- Prompt
Set down the material below in full, matching it exactly.

- Records for this exercise
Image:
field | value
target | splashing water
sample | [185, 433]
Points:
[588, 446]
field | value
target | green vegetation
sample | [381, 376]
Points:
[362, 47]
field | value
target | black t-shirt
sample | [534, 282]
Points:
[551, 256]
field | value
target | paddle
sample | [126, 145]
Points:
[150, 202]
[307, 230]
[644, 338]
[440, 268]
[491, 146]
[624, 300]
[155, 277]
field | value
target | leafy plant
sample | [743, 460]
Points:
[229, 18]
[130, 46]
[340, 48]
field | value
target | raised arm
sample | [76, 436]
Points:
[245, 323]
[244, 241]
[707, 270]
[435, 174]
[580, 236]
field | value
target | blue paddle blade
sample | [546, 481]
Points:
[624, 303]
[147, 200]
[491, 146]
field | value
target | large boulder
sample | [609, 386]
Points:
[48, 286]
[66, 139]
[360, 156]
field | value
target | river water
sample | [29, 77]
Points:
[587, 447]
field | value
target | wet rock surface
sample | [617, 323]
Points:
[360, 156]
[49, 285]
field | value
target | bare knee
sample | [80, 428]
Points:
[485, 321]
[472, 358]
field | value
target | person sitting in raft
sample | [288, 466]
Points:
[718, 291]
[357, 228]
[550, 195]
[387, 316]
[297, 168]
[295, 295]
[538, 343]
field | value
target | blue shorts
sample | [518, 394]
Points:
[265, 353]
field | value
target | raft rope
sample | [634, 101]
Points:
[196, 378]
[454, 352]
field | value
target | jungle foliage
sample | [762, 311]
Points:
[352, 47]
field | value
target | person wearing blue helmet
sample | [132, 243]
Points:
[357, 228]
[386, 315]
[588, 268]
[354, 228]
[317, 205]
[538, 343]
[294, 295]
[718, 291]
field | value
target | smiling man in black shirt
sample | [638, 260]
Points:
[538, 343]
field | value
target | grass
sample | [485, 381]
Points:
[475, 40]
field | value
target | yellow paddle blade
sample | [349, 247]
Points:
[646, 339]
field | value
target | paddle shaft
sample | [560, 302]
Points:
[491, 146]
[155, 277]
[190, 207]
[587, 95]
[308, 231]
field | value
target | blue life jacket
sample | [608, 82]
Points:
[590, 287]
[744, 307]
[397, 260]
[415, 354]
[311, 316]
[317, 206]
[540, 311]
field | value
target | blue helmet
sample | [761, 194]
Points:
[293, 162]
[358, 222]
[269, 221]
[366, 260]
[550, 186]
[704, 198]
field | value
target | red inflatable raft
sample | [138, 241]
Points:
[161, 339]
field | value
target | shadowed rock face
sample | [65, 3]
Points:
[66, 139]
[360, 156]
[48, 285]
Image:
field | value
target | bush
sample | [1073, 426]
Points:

- Result for this exercise
Image:
field | value
target | splashing water
sample | [185, 433]
Points:
[588, 446]
field | value
target | green vegetation
sample | [381, 376]
Points:
[362, 47]
field | value
target | black t-shirt
sample | [534, 282]
Points:
[551, 256]
field | value
target | paddle
sample | [126, 145]
Points:
[150, 202]
[307, 230]
[644, 338]
[440, 268]
[491, 146]
[624, 300]
[155, 277]
field | value
target | leafy plant
sample | [743, 460]
Points:
[229, 18]
[130, 46]
[340, 48]
field | value
target | raised arm
sample | [76, 436]
Points:
[245, 323]
[244, 241]
[707, 270]
[435, 174]
[580, 236]
field | value
target | blue paddle blade
sample | [546, 481]
Points:
[624, 303]
[147, 200]
[491, 146]
field | value
target | large boulder
sample | [609, 386]
Points:
[48, 286]
[66, 139]
[360, 156]
field | value
target | river water
sample | [29, 77]
Points:
[587, 447]
field | value
target | wet rock surface
sample | [617, 323]
Points:
[360, 156]
[49, 285]
field | value
target | bare knee
sample | [80, 428]
Points:
[485, 321]
[472, 358]
field | value
target | person sitting in raft
sample | [288, 466]
Points:
[718, 291]
[357, 228]
[550, 195]
[387, 316]
[297, 168]
[295, 295]
[538, 343]
field | value
target | blue shorts
sample | [518, 394]
Points:
[265, 353]
field | value
target | raft rope
sample | [634, 101]
Points:
[196, 378]
[454, 352]
field | value
target | jungle foliage
sample | [762, 311]
Points:
[352, 47]
field | value
target | person wearing blue helmet
sample | [132, 243]
Points:
[357, 228]
[386, 315]
[588, 268]
[354, 228]
[317, 205]
[538, 343]
[294, 295]
[718, 291]
field | value
target | smiling man in black shirt
sample | [638, 260]
Points:
[538, 343]
field | value
target | grass
sample | [485, 381]
Points:
[475, 40]
field | value
target | yellow paddle blade
sample | [349, 247]
Points:
[646, 339]
field | value
target | paddle shaft
sample | [560, 302]
Points:
[491, 146]
[155, 277]
[190, 207]
[587, 95]
[308, 231]
field | value
target | blue life jacket
sample | [608, 82]
Points:
[590, 287]
[744, 307]
[397, 260]
[415, 354]
[311, 316]
[317, 206]
[540, 311]
field | value
target | blue helmet
sample | [761, 194]
Points:
[293, 162]
[358, 222]
[269, 221]
[366, 260]
[550, 186]
[704, 198]
field | value
target | red inflatable raft
sample | [138, 241]
Points:
[161, 339]
field | value
target | shadowed rock face
sample | [65, 3]
Points:
[66, 139]
[360, 156]
[48, 285]
Image:
field | value
target | bush
sample | [1073, 426]
Points:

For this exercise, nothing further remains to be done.